SHORT PROBLEM: Edit the lines from the line containing "--target street sign" through the end of the records so that every "street sign" becomes "traffic sign", and leave everything else unchanged.
— BEGIN MATERIAL —
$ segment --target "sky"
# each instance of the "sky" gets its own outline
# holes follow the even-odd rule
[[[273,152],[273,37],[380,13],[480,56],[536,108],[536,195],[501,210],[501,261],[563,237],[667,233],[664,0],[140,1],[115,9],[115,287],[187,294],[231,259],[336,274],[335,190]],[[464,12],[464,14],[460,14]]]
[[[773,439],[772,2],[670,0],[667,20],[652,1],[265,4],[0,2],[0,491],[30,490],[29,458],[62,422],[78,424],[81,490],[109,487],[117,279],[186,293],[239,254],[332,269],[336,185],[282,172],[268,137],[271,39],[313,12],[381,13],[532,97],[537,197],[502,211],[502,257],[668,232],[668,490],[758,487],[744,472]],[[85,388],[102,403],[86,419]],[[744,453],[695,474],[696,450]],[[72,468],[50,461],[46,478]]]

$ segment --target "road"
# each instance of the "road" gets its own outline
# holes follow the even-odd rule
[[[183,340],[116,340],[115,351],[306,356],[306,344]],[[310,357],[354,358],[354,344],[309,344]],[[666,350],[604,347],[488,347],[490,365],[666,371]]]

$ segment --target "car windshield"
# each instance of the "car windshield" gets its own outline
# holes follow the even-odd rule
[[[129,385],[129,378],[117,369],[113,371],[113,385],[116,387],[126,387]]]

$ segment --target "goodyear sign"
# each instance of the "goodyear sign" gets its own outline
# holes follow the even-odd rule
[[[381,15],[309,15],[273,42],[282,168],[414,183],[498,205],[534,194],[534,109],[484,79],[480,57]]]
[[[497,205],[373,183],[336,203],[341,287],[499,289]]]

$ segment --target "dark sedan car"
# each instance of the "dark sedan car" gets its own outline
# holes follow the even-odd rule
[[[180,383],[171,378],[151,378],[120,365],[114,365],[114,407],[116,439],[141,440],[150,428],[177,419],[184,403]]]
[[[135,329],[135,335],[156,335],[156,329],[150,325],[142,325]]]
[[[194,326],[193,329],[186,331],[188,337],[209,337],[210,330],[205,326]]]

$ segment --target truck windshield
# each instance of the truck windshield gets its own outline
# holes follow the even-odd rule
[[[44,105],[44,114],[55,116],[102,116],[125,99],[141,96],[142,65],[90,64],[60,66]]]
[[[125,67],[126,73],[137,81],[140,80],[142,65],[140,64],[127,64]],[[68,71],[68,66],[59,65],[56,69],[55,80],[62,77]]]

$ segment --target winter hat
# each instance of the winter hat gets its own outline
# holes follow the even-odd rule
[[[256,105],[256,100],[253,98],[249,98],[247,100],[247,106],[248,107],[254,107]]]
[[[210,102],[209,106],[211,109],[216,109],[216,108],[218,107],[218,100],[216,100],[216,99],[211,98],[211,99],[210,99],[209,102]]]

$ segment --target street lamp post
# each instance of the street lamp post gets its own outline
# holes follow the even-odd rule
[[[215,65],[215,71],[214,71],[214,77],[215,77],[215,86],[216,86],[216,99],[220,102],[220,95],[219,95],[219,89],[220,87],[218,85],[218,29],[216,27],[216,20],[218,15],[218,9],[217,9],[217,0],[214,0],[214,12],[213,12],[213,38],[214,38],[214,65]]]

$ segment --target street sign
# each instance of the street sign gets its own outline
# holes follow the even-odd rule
— END MATERIAL —
PROBLEM SOLUTION:
$ segment --target traffic sign
# each instance of the traffic sign gets its own outline
# holes follow the even-odd rule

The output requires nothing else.